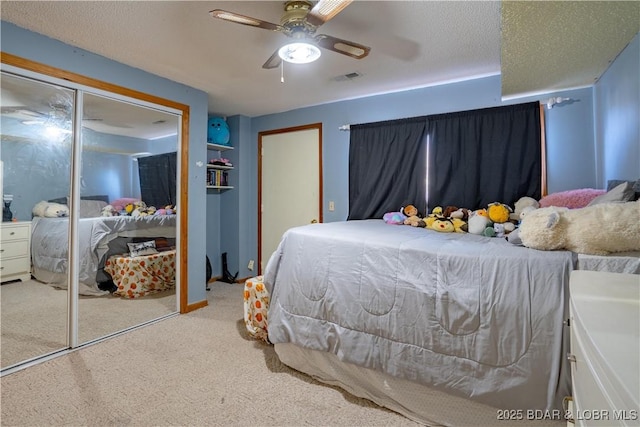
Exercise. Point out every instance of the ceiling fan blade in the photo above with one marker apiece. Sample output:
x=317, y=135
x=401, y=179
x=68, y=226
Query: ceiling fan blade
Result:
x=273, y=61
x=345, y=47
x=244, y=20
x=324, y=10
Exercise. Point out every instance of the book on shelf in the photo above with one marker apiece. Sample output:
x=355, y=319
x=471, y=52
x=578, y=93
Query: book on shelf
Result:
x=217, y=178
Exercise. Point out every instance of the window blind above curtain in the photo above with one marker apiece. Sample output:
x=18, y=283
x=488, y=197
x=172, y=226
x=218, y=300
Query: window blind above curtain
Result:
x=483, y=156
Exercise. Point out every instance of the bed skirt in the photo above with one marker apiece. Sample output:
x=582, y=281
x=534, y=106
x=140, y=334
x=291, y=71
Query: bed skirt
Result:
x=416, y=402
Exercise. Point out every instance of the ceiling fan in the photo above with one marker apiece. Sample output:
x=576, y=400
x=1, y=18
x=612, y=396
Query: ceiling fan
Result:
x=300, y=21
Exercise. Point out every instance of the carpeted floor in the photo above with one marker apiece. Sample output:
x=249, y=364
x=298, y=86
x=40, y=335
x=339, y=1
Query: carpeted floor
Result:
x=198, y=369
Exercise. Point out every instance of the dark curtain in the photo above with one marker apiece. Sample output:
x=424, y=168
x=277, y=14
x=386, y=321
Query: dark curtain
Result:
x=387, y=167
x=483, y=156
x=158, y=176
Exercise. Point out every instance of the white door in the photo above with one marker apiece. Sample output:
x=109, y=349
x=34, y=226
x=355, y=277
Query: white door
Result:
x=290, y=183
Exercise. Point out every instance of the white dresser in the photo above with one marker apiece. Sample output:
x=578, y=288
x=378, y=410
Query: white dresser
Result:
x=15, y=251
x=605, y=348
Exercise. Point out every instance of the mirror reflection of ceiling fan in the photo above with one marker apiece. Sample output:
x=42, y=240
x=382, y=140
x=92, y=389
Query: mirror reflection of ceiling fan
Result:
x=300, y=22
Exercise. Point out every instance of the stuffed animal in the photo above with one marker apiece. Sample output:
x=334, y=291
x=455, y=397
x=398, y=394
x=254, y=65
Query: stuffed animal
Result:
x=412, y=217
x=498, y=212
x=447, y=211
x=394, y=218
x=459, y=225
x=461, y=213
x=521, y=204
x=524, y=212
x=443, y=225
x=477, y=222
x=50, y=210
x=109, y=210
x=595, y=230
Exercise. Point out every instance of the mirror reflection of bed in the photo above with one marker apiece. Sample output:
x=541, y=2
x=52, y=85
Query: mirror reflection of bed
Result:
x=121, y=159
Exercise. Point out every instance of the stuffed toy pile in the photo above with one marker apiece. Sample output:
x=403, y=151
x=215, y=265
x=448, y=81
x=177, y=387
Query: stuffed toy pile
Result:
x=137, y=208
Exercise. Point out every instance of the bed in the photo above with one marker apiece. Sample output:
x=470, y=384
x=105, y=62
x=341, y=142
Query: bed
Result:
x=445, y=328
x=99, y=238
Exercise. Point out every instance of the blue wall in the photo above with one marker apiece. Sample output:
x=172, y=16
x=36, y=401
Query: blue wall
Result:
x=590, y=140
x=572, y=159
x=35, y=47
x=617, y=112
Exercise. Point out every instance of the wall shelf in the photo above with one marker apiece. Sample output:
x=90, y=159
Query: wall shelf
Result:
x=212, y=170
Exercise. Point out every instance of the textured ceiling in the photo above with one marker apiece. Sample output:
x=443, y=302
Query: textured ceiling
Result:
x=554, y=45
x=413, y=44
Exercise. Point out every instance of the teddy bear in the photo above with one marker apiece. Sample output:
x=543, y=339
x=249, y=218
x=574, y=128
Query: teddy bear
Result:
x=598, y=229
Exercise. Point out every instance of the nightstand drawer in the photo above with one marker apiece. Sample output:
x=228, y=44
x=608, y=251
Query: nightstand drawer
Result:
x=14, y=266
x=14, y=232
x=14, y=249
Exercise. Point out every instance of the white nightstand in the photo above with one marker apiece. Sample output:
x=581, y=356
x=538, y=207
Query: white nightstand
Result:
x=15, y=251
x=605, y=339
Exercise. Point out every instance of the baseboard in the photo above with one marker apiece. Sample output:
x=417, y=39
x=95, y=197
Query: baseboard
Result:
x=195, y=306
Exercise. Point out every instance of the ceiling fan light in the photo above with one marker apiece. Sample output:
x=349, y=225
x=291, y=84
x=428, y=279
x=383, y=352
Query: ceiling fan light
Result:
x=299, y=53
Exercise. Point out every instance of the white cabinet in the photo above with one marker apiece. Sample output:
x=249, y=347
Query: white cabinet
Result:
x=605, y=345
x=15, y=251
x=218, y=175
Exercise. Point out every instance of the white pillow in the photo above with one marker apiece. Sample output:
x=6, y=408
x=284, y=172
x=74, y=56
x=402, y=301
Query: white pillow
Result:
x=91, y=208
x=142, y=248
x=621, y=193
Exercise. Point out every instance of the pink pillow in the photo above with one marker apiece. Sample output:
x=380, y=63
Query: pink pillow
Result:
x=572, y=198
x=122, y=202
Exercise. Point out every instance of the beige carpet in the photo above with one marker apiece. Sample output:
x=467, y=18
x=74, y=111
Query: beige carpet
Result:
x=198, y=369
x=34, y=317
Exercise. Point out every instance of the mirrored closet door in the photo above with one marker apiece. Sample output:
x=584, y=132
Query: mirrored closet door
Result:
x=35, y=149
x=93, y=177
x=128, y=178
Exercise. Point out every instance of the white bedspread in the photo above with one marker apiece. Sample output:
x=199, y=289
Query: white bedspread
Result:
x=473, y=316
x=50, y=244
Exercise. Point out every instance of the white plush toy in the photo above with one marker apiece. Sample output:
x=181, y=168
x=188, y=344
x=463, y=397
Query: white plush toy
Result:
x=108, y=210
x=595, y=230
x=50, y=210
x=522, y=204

========

Return, unchanged, each line from the line containing "Exercise. Point out every instance of the pink" through the last line of the material.

Exercise. Point out every instance of the pink pillow in the photo above with one marker apiece. Sample output:
x=380, y=63
Query: pink pillow
Result:
x=572, y=198
x=122, y=202
Exercise. Point out every instance of the beige carpet in the photo above with one marker apiece. Sample output:
x=467, y=18
x=74, y=111
Query: beige carpet
Result:
x=198, y=369
x=34, y=317
Exercise. Point out every instance of the mirrored closet door in the photo above with one marker apiece. Sample output:
x=584, y=132
Query: mirrored closet door
Result:
x=35, y=149
x=93, y=177
x=128, y=178
Exercise. Point out every instance of the white bedspread in the photo above with one marker apiece. Sample output:
x=199, y=289
Query: white bedspread
Result:
x=473, y=316
x=50, y=244
Exercise. Point out every instance of the white plush toy in the photo above with one marker apiece. Sample output:
x=181, y=168
x=188, y=344
x=463, y=397
Query: white plush toy
Result:
x=108, y=210
x=595, y=230
x=50, y=210
x=522, y=204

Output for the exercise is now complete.